_YOUR INSTRUCTIONS_:
Transcribe, word for word, the line containing "pick out the antenna" and each line following it through the end of the listing below. Omit all other lines.

#### DATA EXTRACT

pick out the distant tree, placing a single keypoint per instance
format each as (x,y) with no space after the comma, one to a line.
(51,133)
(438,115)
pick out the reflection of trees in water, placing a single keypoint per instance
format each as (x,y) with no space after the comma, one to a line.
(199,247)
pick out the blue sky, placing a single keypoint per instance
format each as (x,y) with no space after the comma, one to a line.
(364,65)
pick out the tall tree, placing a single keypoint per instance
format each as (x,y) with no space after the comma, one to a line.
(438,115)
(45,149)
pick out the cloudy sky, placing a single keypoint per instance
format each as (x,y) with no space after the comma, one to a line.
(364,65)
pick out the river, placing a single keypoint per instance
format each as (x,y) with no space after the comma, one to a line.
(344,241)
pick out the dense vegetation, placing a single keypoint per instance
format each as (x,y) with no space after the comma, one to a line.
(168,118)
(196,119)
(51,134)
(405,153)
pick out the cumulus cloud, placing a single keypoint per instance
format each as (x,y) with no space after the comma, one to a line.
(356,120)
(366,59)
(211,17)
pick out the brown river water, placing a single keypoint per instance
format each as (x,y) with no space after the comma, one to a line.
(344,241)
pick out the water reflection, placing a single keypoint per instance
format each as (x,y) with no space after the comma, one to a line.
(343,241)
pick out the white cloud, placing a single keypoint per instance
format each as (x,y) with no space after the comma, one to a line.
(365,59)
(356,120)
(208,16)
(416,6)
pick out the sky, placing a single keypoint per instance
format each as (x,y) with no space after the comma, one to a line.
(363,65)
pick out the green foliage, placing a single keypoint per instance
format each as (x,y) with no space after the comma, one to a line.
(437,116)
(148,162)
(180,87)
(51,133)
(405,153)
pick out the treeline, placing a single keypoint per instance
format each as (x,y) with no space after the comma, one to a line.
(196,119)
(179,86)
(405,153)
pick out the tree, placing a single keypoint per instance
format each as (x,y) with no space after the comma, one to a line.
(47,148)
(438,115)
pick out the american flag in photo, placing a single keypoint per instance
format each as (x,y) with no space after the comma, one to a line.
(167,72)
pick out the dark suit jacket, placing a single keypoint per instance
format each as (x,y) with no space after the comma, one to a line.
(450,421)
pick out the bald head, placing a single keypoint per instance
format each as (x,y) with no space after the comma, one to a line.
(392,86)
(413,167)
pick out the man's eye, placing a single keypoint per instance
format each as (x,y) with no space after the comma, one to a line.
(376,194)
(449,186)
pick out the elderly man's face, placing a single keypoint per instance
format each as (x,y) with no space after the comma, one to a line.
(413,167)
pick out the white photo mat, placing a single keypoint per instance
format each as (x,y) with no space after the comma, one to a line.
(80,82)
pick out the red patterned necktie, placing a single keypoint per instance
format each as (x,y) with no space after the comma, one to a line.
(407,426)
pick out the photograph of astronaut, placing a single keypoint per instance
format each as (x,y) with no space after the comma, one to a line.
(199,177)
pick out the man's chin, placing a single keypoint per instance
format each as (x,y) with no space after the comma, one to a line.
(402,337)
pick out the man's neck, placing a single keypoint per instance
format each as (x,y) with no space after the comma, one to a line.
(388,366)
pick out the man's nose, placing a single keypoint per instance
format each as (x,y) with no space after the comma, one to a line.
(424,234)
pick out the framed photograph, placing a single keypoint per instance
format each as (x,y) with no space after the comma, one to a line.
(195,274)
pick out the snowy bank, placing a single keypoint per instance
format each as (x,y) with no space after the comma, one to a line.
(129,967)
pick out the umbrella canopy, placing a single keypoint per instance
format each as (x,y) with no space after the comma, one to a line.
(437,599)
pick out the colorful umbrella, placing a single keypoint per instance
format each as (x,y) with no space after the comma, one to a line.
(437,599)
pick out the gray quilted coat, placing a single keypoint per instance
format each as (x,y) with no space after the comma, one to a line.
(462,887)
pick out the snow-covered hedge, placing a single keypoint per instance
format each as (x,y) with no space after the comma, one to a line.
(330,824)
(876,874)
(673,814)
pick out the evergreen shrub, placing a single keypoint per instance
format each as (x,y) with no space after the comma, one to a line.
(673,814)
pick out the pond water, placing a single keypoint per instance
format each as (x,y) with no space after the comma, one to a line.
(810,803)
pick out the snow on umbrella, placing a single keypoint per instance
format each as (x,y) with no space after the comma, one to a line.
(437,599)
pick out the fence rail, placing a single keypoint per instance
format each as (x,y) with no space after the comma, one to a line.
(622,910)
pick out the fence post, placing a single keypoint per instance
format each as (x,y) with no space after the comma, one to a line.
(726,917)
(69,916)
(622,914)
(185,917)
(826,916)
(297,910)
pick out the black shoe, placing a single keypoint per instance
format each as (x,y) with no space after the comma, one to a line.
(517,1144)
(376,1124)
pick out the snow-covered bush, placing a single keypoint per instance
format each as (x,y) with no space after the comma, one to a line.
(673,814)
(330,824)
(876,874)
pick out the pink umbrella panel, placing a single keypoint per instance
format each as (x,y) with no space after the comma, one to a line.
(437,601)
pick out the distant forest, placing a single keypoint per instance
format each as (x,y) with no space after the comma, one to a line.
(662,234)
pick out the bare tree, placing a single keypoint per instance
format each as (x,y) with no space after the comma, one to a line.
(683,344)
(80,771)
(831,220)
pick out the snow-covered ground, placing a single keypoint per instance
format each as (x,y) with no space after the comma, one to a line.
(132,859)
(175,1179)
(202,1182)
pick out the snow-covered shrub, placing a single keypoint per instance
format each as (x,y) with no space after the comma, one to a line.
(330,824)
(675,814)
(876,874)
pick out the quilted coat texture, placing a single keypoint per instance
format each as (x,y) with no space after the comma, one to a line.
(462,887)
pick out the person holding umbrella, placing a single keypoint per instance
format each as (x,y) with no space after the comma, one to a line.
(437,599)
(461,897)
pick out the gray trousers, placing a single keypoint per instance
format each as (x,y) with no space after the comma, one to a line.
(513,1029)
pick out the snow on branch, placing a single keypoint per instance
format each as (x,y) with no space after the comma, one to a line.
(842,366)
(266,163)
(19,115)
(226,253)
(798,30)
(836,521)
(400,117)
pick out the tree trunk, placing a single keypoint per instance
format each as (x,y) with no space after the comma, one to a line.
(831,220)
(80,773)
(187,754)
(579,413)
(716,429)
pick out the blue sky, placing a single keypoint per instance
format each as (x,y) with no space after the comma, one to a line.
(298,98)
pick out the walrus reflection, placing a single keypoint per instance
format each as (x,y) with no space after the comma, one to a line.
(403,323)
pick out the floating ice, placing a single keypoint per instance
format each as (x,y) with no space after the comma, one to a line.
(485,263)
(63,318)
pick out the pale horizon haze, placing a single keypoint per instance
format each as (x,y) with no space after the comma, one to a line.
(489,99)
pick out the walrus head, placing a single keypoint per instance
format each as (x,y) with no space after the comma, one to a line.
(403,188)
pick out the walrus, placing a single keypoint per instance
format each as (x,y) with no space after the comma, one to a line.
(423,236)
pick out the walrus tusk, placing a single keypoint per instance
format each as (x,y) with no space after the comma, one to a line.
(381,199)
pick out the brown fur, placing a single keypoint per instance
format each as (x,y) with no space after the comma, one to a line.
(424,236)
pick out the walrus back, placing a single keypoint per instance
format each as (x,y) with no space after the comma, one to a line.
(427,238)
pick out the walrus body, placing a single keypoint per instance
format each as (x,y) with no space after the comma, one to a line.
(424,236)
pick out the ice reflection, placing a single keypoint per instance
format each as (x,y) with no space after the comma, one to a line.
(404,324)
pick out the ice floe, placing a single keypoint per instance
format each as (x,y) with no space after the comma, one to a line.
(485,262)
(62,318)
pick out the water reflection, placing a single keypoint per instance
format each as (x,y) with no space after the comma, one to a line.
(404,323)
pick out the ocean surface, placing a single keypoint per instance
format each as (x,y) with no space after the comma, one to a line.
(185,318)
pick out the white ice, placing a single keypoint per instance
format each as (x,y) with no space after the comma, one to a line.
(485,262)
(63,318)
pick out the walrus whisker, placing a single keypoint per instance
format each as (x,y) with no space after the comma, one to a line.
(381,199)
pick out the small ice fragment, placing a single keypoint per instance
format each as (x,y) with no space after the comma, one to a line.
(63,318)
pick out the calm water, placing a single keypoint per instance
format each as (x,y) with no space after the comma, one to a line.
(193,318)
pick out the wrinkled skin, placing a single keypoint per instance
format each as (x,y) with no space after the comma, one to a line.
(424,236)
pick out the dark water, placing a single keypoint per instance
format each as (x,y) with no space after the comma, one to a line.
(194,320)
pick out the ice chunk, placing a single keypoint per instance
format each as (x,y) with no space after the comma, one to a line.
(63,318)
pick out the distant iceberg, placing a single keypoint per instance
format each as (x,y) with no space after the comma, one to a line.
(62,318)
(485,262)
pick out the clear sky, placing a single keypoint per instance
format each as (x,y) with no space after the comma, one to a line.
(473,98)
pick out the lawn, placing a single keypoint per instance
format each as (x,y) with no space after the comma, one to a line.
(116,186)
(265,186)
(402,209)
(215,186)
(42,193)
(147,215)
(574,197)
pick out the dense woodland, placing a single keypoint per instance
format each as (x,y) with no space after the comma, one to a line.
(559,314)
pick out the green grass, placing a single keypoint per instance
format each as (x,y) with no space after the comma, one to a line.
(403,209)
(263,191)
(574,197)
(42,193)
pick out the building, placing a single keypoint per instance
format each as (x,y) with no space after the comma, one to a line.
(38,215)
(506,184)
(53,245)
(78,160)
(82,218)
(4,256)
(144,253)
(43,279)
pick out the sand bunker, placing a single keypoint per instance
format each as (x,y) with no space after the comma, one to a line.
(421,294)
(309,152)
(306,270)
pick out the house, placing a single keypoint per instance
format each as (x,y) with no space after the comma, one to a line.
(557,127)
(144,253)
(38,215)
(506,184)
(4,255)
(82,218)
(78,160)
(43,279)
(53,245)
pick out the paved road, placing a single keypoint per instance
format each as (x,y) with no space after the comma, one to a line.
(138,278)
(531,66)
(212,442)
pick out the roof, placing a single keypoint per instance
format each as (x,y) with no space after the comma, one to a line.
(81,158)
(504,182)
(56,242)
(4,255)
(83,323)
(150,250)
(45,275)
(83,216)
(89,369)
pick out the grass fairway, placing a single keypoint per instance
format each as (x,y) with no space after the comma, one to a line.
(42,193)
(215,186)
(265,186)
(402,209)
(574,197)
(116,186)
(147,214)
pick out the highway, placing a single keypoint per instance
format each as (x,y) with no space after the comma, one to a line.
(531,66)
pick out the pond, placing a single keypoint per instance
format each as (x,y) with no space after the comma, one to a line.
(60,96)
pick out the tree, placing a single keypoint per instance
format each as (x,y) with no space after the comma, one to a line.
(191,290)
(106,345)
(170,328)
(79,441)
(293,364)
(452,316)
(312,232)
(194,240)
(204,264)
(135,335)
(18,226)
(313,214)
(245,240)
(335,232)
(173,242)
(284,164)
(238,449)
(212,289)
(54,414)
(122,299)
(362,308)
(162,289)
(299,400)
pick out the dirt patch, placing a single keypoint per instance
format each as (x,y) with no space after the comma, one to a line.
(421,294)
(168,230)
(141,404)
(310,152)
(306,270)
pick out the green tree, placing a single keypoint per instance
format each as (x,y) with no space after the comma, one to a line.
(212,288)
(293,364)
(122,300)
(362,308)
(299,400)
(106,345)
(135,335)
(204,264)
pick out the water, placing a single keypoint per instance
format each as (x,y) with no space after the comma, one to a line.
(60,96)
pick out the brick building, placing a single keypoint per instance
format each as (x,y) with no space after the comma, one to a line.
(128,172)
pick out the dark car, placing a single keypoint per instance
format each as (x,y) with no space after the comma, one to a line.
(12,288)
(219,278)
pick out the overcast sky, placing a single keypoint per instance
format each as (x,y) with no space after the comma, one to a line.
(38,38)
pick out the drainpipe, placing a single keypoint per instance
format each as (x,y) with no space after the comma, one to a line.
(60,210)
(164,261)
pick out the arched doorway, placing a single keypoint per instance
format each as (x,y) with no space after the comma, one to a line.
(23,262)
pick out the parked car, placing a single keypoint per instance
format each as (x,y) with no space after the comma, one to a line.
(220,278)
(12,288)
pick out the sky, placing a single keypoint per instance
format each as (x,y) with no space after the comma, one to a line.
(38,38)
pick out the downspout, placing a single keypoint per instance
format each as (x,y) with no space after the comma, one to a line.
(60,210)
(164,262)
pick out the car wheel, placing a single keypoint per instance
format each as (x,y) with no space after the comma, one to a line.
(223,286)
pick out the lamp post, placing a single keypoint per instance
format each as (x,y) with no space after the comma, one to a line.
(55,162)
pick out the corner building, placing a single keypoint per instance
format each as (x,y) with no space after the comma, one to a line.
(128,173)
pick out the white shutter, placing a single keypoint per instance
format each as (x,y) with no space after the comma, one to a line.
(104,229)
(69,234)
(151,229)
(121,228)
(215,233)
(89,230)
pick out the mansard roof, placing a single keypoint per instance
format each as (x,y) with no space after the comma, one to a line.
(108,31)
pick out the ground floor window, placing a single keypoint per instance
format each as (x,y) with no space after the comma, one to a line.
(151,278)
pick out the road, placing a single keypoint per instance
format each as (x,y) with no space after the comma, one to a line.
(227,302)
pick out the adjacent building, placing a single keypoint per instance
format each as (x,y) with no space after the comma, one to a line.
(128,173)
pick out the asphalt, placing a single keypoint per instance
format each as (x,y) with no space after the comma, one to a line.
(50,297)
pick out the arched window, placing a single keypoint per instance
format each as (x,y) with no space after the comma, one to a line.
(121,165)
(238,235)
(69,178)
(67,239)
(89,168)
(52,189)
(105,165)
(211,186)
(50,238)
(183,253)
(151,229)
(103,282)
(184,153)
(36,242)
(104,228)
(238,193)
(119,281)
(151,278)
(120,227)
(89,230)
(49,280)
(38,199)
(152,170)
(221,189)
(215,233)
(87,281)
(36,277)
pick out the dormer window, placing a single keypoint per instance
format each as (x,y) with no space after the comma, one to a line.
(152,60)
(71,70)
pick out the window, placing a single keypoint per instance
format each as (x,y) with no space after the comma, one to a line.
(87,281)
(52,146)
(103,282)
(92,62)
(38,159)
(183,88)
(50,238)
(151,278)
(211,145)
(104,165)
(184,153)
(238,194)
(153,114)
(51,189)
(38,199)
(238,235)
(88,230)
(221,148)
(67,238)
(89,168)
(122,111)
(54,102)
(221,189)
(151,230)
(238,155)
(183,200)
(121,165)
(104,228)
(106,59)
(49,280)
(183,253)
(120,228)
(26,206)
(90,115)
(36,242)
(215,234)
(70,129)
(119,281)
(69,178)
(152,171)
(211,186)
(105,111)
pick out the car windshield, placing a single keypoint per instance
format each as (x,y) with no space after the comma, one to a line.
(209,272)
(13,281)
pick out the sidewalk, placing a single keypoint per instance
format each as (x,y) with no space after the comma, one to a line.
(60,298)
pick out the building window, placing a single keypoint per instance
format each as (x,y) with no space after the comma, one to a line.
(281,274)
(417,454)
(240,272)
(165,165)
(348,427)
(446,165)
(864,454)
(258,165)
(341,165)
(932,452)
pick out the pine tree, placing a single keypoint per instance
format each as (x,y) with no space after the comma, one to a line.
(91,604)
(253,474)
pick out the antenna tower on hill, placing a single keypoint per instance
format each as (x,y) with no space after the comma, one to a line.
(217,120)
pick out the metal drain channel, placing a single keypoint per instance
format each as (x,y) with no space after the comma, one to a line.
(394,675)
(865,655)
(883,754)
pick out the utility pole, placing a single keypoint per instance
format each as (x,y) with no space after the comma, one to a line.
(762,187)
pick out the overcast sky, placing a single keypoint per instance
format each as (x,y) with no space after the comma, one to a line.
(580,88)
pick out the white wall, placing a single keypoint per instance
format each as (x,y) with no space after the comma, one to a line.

########

_SOLUTION FOR THIS EXERCISE_:
pick out the antenna tower on hill, placing a single keypoint per instance
format each as (x,y) with no space after the comma, one to a line.
(217,120)
pick out the metal drain channel, placing a single keypoint per instance
format each as (x,y) with no space after the comma, one to a line.
(394,675)
(865,655)
(883,754)
pick out the utility pole, placing a single keypoint per instance
format each as (x,y) with no space after the comma, one to a line.
(762,187)
pick out the overcast sky, placing a single keypoint per instance
format each as (x,y) with no space after the comma, one to a line.
(580,88)
pick out the white wall, placing a single keypoint per instance
format each as (x,y) with no space after the comma, one to a line.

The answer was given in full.